WORK INSTRUCTIONS
a - Name every contaminated item that the canine influenza text lists as a way the virus can spread.
b - Continue the canine influenza text from its final line.

Canine Influenza Virus is spread through:

o Close proximity to infected dogs (it is airborne and can travel up to 20 ft.; Dog parks are ideal for spreading the virus)

o Contact with contaminated items (bowls, leashes, crates, tables, clothing, dog runs, etc.)

o People moving between infected and uninfected dogs

o 80% of all dogs that are exposed to the virus will contract it

o The virus lives up to 24 hours on soft surfaces and up to 48 hours on hard surfaces.

Some exposed dogs will be subclinical carriers - meaning some dogs will contract and spread the virus without showing symptoms.

Dogs show clinical signs within 24-48 hours and can shed the virus for up to 28 days from exposure.

Most dogs will completely recover with proper treatment.

Dogs that regularly interact with dogs outside of their own family or frequent places where many dogs gather are most susceptible to exposure to Canine Influenza Virus.


                 Dry, hacking cough (similar to kennel cough)

RECORDS PROVIDED
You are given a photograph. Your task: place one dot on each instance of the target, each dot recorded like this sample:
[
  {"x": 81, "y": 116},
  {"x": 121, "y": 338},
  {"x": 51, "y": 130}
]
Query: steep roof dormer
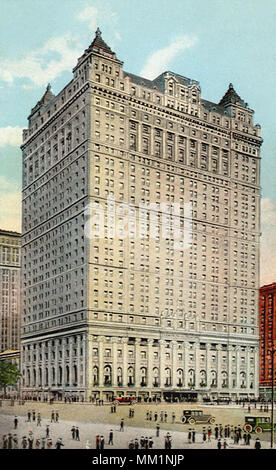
[
  {"x": 232, "y": 97},
  {"x": 99, "y": 47}
]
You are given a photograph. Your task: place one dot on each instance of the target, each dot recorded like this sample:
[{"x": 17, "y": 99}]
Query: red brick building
[{"x": 267, "y": 327}]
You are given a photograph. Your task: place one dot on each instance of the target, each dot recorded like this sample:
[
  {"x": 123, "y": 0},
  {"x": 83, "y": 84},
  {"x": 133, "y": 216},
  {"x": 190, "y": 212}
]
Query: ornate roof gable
[{"x": 232, "y": 97}]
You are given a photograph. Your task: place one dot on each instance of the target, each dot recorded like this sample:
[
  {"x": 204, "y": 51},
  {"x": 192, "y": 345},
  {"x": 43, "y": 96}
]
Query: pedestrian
[
  {"x": 131, "y": 445},
  {"x": 146, "y": 443},
  {"x": 15, "y": 422},
  {"x": 37, "y": 444},
  {"x": 24, "y": 442},
  {"x": 30, "y": 441},
  {"x": 49, "y": 443},
  {"x": 59, "y": 443},
  {"x": 110, "y": 440},
  {"x": 10, "y": 439},
  {"x": 4, "y": 442},
  {"x": 15, "y": 441},
  {"x": 257, "y": 444},
  {"x": 169, "y": 441}
]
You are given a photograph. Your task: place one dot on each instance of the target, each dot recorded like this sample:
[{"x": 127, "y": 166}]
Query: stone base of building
[{"x": 109, "y": 394}]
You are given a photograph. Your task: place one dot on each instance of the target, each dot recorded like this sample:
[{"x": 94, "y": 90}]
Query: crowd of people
[{"x": 225, "y": 436}]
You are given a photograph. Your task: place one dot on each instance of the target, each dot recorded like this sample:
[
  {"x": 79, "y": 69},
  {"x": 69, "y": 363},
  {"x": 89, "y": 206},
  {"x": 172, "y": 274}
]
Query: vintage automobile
[
  {"x": 258, "y": 424},
  {"x": 126, "y": 400},
  {"x": 196, "y": 417}
]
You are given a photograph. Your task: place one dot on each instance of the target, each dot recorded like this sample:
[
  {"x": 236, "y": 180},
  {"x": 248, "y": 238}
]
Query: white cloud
[
  {"x": 268, "y": 242},
  {"x": 159, "y": 61},
  {"x": 36, "y": 65},
  {"x": 89, "y": 14},
  {"x": 10, "y": 136},
  {"x": 10, "y": 206}
]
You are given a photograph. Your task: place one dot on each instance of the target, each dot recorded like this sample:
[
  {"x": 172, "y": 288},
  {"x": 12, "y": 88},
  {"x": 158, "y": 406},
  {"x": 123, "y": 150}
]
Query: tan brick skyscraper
[{"x": 104, "y": 316}]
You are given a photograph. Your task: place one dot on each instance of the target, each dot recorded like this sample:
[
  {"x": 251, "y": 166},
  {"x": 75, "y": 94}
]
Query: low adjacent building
[{"x": 267, "y": 338}]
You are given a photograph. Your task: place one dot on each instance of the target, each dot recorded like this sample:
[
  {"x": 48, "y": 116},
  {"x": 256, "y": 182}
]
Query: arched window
[
  {"x": 39, "y": 377},
  {"x": 143, "y": 376},
  {"x": 191, "y": 378},
  {"x": 75, "y": 375},
  {"x": 53, "y": 376},
  {"x": 243, "y": 379},
  {"x": 34, "y": 377},
  {"x": 120, "y": 376},
  {"x": 107, "y": 375},
  {"x": 155, "y": 374},
  {"x": 224, "y": 377},
  {"x": 60, "y": 375},
  {"x": 95, "y": 375},
  {"x": 203, "y": 378},
  {"x": 168, "y": 377},
  {"x": 213, "y": 378},
  {"x": 180, "y": 377},
  {"x": 130, "y": 373}
]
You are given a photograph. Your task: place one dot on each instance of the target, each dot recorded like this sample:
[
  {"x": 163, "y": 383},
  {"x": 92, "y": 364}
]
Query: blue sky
[{"x": 212, "y": 41}]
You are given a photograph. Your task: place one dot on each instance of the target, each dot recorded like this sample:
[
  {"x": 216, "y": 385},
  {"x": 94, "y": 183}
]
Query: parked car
[
  {"x": 127, "y": 400},
  {"x": 258, "y": 424},
  {"x": 196, "y": 417}
]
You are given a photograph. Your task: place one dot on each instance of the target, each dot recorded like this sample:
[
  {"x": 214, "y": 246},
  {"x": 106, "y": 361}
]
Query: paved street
[{"x": 99, "y": 420}]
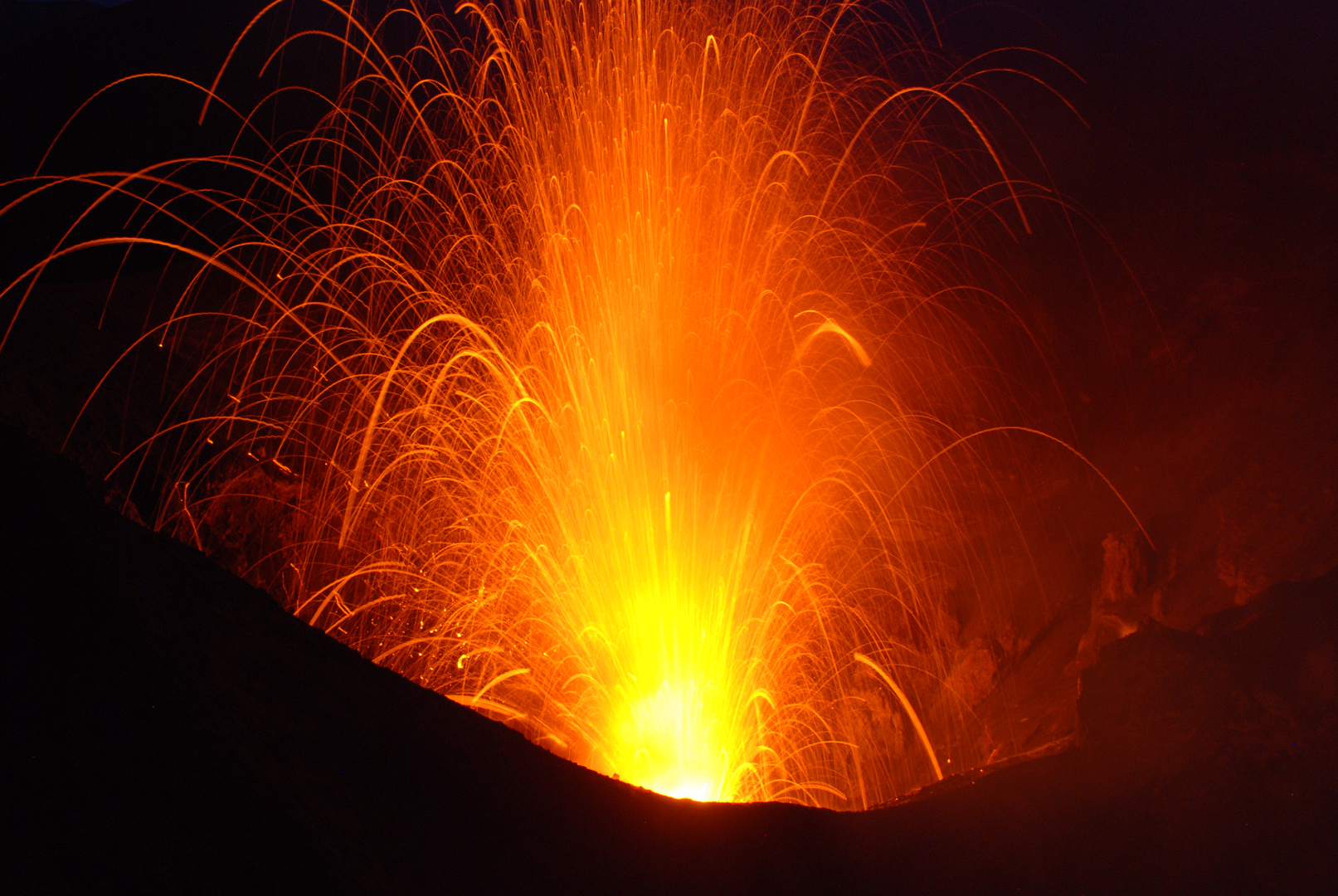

REPLIES
a - Bowls, leashes, crates, tables, clothing, dog runs

b -
                 Lack of appetite

                 Lethargy

                 Discharge from the nose or eyes

                 Fever (normal temperature is 101 - 102)


The best protection is vaccination. There is now a vaccination that covers both the H3N2 and H3N8 strains of the virus. The vaccination requires a booster shot three weeks after the initial vaccine. Vaccination provides the best chance of immunity within 7-14 days of the booster shot.

Isolate sick animals and keep them isolated for up to 30 days after symptoms subside.

Practice good sanitation. Use a bleach and water mixture diluted to 1-part bleach x 30 parts water to disinfect common areas such as tables, bowls, leashes, crates, etc. Allow items to thoroughly air dry for a minimum of 10 minutes before exposing dogs to them. Bleach breaks down quickly so solution should be made daily. Keep in mind that bleach becomes inactive in UV light. If mopping use two buckets so as not to cross contaminate areas

Wash your hands frequently, ideally between handling different dogs. At the very minimum, hand sanitizer should be used between handling dogs.

Use disposable gowns or wipe down clothing and shoes with a bleach solution between dogs or after leaving an area where dogs congregate.

Food/water bowls should be made of stainless steel instead of plastic because scratched plastic is hard to fully disinfect.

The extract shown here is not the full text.